Work to be completed
Copy every line below precisely as it appears.

Point-per-instance localization data
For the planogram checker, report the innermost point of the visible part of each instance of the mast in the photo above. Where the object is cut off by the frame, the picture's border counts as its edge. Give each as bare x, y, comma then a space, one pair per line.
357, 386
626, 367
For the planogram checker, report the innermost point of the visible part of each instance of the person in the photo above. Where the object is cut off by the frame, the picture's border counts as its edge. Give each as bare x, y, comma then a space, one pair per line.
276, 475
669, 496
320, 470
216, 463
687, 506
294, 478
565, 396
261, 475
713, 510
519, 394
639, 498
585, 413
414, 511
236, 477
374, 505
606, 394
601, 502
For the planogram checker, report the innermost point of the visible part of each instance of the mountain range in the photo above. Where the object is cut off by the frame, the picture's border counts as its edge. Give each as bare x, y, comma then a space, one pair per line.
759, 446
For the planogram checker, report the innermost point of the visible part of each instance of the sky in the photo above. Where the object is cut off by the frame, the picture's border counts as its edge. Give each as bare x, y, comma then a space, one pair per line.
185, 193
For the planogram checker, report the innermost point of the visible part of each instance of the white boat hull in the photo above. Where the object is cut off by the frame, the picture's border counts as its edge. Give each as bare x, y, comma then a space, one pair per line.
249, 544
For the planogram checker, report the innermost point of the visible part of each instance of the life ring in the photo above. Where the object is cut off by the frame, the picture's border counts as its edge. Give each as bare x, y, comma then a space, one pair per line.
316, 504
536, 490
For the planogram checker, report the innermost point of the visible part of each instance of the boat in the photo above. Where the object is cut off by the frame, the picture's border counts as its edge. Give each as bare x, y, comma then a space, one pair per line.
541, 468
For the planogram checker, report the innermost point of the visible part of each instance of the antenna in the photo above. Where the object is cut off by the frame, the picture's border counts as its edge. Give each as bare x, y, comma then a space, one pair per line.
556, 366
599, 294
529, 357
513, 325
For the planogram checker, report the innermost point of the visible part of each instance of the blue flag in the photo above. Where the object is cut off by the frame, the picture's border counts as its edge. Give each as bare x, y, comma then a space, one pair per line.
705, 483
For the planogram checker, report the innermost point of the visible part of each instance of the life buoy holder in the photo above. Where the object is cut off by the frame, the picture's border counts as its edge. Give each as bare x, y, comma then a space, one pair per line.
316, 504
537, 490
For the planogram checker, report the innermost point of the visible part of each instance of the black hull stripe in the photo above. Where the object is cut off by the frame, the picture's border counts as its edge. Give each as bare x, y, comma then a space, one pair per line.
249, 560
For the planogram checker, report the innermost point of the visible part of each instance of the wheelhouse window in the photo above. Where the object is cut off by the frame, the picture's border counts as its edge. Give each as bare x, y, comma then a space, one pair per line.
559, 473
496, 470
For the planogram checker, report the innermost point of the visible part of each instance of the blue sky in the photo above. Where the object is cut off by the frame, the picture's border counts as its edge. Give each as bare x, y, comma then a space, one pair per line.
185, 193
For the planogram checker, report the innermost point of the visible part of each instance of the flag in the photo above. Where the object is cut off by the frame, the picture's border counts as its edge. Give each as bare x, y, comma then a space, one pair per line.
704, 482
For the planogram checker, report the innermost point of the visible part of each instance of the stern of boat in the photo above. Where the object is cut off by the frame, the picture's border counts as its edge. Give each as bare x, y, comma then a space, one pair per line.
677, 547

Result of the exercise
For the planogram checker, report the innermost point of the visible part of each instance of the mast in the photo above. Where the object is cut off by the frame, the picture's border counts as its edge. Give each as bare x, y, comma then a space, one pair per line.
357, 386
626, 367
For the planogram checker, report the innermost point of the visible part of each instance of the person in the photo above. Where the object is cut off by the frame, the picture's border counts as its edge. Give each as bare x, y, comma then a space, one pair per line.
276, 475
669, 496
320, 470
216, 463
687, 506
294, 478
565, 396
261, 475
713, 510
519, 394
639, 498
585, 413
414, 511
236, 477
374, 505
606, 394
601, 502
For the planogram checker, report the innermost point of the visible part of each instance of the mountain range in the photo above. Where the object is cut off by the frame, the picture's border counts as its edge. Give each as bare x, y, comma then a space, one pair per line.
759, 446
For the planogram checker, report the innermost point of the visible part of each instance of the sky in the photo above. Where the object is cut off by the frame, the picture's border counts as its edge. Give each as bare x, y, comma then a space, one pair per line.
185, 193
For the planogram checker, report the innermost point of the visible part of each instance of the white boat hull in the photo above. Where the object is cut off by the frame, the picture's border counts as its edge. Give each as bare x, y, comma then a space, one pair per line.
249, 544
For the planogram checker, report the innermost point of the visible part of each instance of the life ring in the photo above. Where the object is cut off by the frame, the picture's border counts as its edge. Give each as bare x, y, comma then a space, one pair per line.
316, 504
536, 490
For the planogram checker, report the innermost point of the visible part of each instance of the boat in the photo above. Where the object is cut off by the frame, the picture's border counts as its edge. Give each as bare x, y, comma then a space, one pair per line.
541, 468
For the planogram checker, report the innermost point of the visible part of each instance of the antenna in the photo above. Where the object is cut off by the frame, the picture's border counts as its edge. Give each as bare x, y, comma then a space, one pair per line.
556, 366
599, 294
529, 357
513, 325
For the planogram checker, report the innermost point of the visible part of each instance of the blue flag in the photo above. Where the object is cut off by the frame, the picture's border counts as its edge. Give each as bare x, y, comma then a space, one pair per line.
705, 483
For the planogram checker, report the innermost point of the visible part of each instance of the life buoy holder in the photo above. Where the object is cut off by the frame, the picture's border counts as its edge. Give each as bare x, y, comma then a space, one pair per line.
316, 504
537, 490
For the planogram checker, report the innermost point of the visible part of each instance of the black hull stripe in the photo above. Where the object is cut off by the frame, the picture's border counts as its edge. Give each as bare x, y, comma then a space, one pair per line.
249, 560
For the planogram checker, report the innermost point of the visible part of each instance of the wheelhouse window in the photo above. Where the object is cut off by the frame, the picture's border counts as its edge. Give each as bare x, y, comma then a space, one pair per line.
559, 473
496, 470
For the planogram checker, report the innermost point of the visible part of each instance of the blue sky in the photo above. Where the object is cut off by the frame, the picture's border counts as its edge. Give each as bare x, y, comma then a space, one pair per line.
185, 193
For the planogram checker, report the innermost point of the visible part of each instance of the flag in the photo above. Where the object is cut off by the frame, the picture's border counts as its edge. Give each as bare x, y, comma then a space, one pair per line.
704, 482
For the planogram checker, report the innermost point of the visible part of each instance of the stern of boat in the photo above. Where the object is cut off by the frame, the picture's border counts as its edge. Give each as bare x, y, comma then a space, one pair per line.
677, 547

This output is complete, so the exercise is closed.